RECORDS SHOWN =
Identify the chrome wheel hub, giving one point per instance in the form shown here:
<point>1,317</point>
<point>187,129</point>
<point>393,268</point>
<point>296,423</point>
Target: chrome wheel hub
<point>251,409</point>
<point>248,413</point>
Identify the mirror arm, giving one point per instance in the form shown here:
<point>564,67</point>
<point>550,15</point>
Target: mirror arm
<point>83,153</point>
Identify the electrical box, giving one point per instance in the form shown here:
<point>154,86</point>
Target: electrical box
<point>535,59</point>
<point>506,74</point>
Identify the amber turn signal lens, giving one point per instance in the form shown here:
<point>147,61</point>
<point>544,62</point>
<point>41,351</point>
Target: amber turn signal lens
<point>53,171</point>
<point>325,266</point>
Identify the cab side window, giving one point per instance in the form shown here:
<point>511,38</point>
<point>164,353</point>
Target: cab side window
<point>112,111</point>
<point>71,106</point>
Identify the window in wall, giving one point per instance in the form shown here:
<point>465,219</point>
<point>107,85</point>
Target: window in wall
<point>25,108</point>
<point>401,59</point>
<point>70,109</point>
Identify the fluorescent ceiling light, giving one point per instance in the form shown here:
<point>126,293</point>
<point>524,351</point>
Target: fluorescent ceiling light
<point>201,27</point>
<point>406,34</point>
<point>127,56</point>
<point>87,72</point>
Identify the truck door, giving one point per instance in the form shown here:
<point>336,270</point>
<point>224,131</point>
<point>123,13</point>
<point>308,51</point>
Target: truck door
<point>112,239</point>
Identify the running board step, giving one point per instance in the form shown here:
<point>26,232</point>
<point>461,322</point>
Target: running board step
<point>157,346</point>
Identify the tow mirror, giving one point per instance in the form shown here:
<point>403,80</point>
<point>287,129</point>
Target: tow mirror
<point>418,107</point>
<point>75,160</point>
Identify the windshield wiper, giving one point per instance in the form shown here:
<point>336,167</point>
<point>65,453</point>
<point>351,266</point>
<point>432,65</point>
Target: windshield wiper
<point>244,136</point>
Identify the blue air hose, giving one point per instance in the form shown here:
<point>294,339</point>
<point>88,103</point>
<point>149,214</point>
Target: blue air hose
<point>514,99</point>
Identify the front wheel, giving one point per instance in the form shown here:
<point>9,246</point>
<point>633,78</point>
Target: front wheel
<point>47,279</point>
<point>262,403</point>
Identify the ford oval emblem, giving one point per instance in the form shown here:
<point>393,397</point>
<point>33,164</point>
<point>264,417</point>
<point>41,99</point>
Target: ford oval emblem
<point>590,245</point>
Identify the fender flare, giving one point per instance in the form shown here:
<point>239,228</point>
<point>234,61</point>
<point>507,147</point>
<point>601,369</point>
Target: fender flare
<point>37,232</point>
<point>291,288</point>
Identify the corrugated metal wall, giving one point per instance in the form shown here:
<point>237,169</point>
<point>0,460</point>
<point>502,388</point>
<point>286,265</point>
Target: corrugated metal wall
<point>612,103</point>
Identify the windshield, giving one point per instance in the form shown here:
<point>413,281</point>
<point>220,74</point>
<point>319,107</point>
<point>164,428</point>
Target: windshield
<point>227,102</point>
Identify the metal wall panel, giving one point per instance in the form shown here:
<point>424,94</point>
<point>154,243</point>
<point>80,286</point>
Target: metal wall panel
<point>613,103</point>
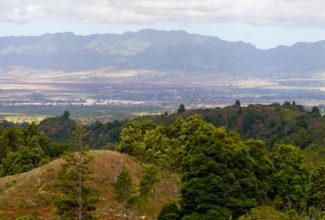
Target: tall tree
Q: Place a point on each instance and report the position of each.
(123, 191)
(291, 176)
(218, 176)
(147, 186)
(78, 199)
(316, 191)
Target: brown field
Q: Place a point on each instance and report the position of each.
(32, 192)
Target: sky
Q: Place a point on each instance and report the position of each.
(263, 23)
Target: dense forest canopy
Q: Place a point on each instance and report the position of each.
(233, 162)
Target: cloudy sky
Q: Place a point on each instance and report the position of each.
(264, 23)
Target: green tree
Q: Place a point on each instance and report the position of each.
(218, 176)
(290, 178)
(78, 198)
(237, 103)
(123, 191)
(269, 213)
(147, 186)
(181, 109)
(170, 211)
(316, 191)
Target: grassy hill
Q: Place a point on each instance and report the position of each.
(32, 192)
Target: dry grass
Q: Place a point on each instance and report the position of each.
(32, 191)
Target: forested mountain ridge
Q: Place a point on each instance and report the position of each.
(275, 123)
(160, 51)
(219, 163)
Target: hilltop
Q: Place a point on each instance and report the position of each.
(31, 192)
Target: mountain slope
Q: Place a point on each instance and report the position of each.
(158, 50)
(28, 192)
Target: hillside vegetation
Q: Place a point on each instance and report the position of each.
(32, 192)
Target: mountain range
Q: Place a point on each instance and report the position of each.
(167, 51)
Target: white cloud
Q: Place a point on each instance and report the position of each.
(257, 12)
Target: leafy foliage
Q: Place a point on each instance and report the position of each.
(291, 176)
(23, 149)
(269, 213)
(78, 198)
(316, 191)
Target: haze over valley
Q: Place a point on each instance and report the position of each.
(153, 69)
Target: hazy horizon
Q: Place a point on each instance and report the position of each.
(265, 24)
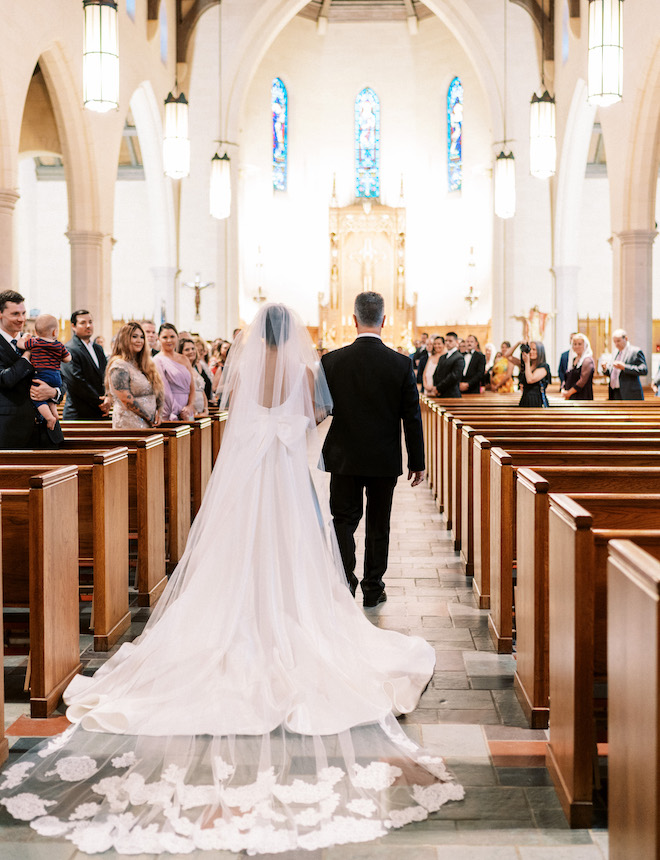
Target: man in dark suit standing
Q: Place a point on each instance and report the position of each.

ACTIVITY = Look above for the line containing "<point>511,38</point>" and the line containing "<point>264,417</point>". Transcribe both, with the lines between them, exactly.

OUTPUT FOR THIS EXERCISE =
<point>511,38</point>
<point>164,353</point>
Target: cab side window
<point>112,111</point>
<point>71,106</point>
Identify the window in wall, giving one point per instance in the form shown here:
<point>465,219</point>
<point>107,85</point>
Target: window in wall
<point>25,108</point>
<point>401,59</point>
<point>70,109</point>
Identify the fluorescent ceiling light, giving one point per instance in the form shown here:
<point>126,293</point>
<point>524,351</point>
Target: fluorescent ceiling light
<point>201,27</point>
<point>406,34</point>
<point>127,56</point>
<point>87,72</point>
Identify the truck door, giving one point per instance in the form shown here:
<point>336,270</point>
<point>224,131</point>
<point>123,13</point>
<point>308,51</point>
Target: truck door
<point>112,239</point>
Identify the running board step, giving one point per instance in the form shown here:
<point>26,232</point>
<point>461,322</point>
Target: running board step
<point>157,346</point>
Identify the tow mirror, giving one point per instance in the form shown here:
<point>403,80</point>
<point>287,129</point>
Target: tow mirror
<point>418,107</point>
<point>75,160</point>
Identify the windshield wiper, giving one point per instance in the form shown here:
<point>336,167</point>
<point>65,453</point>
<point>351,266</point>
<point>432,65</point>
Target: windshield wiper
<point>244,136</point>
Identify the blue air hose, giving one point per instance in the form shown here:
<point>294,339</point>
<point>88,103</point>
<point>149,214</point>
Target: blue air hose
<point>514,99</point>
Identify the front wheel, giving one point per instance in the form shown here:
<point>9,246</point>
<point>633,78</point>
Target: front wheel
<point>47,279</point>
<point>262,403</point>
Identify the ford oval emblem, giving one point per instance in the form shown here:
<point>393,397</point>
<point>33,164</point>
<point>264,417</point>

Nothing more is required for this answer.